Excerpt to read.
Yes I know a very morbid title for a post and yet as I sit here in the waiting room at the Lombardi Cancer Center it’s clearly written on the face of the gentleman behind me.
“I’m ready to give up,” were the words, painfully rasped out between gasps of physical pain. I listened as his wife said she’d get the doctor to get him into an exam room. Was the hope in doing so to receive some additional pain medication, or was it so his apparent agony would not disturb the rest of us? I got up from me seat with the pretense of throwing my empty coffee cup away, so I could see who had spoken.
He sat hunched over in a wheel chair, his right hand grasping the left side of his neck, his face grimacing in pain. His emaciated body was wrapped in a heavy blanket and a knit cap covered his bald head. He couldn’t have been much older than 60 but the cancer had added another 20 years to him. I’m sure he was near my height – or would have been if he could stand upright – but I doubt he weighed much more than 100lbs.
Sitting back down, I heard his wife leave to get a doctor, and I could hear him muttering for her not to go out of her way. I couldn’t help but place myself in his shoes…
I’m too weak to do anything for myself but I still have enough pride that I don’t want to burden my wife. Death would be a kindness at this point. No more pain, no more hospitals or doctors, and my wife… Dear Lord, let my wife get on with her life instead of wasting it on me. Let me go.
Would I be that man some day? Is my cancer going to win out and leave me but a husk? And what will I be if that day comes? Will I still have the “godly” character so many see me as having now, or will I be dragged down until I’ve given up in defeat?
I pray for that poor man and his wife. I pray they know Jesus. I pray His peace is on them both. I pray I’m half the man people think I am.

Dataset excerpts

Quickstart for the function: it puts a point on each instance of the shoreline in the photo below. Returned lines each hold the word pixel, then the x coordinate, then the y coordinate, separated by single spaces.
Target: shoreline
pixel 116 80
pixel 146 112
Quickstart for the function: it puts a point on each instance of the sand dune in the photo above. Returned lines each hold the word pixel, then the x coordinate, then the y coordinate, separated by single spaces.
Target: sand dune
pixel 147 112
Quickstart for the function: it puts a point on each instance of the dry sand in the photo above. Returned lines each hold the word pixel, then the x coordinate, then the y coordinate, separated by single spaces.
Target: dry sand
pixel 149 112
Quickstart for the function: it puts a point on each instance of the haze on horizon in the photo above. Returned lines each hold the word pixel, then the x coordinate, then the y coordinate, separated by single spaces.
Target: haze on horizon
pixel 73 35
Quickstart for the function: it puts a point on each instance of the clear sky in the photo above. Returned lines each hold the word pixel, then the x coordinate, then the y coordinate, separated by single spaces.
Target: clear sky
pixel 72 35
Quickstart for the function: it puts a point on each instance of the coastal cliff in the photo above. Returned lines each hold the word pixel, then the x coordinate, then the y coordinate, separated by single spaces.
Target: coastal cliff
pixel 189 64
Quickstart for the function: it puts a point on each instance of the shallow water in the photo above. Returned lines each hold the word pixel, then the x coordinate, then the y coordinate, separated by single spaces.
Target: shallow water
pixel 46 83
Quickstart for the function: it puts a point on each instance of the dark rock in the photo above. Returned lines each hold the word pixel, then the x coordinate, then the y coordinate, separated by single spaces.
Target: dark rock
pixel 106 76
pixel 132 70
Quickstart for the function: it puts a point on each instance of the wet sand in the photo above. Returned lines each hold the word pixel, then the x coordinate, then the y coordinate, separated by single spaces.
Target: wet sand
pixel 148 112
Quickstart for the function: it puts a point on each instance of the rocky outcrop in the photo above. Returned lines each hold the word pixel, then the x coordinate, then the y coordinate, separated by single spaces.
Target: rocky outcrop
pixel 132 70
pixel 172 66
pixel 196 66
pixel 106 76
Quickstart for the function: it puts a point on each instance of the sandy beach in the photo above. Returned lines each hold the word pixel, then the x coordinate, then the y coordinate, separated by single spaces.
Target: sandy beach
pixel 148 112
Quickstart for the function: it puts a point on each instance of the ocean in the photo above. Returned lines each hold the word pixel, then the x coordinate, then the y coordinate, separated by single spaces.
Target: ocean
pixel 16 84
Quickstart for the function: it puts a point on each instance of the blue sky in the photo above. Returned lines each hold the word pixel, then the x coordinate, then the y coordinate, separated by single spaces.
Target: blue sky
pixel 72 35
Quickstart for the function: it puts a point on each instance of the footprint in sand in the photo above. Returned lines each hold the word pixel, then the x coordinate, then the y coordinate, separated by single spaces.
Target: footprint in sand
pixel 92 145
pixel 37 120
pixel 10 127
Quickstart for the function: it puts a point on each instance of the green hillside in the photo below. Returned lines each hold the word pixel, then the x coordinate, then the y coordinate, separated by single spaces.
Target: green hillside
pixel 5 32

What is expected.
Retype the part of the waiting-room post above that begins at "Sitting back down, I" and ends after "me. Let me go.".

Task response.
Sitting back down, I heard his wife leave to get a doctor, and I could hear him muttering for her not to go out of her way. I couldn’t help but place myself in his shoes…
I’m too weak to do anything for myself but I still have enough pride that I don’t want to burden my wife. Death would be a kindness at this point. No more pain, no more hospitals or doctors, and my wife… Dear Lord, let my wife get on with her life instead of wasting it on me. Let me go.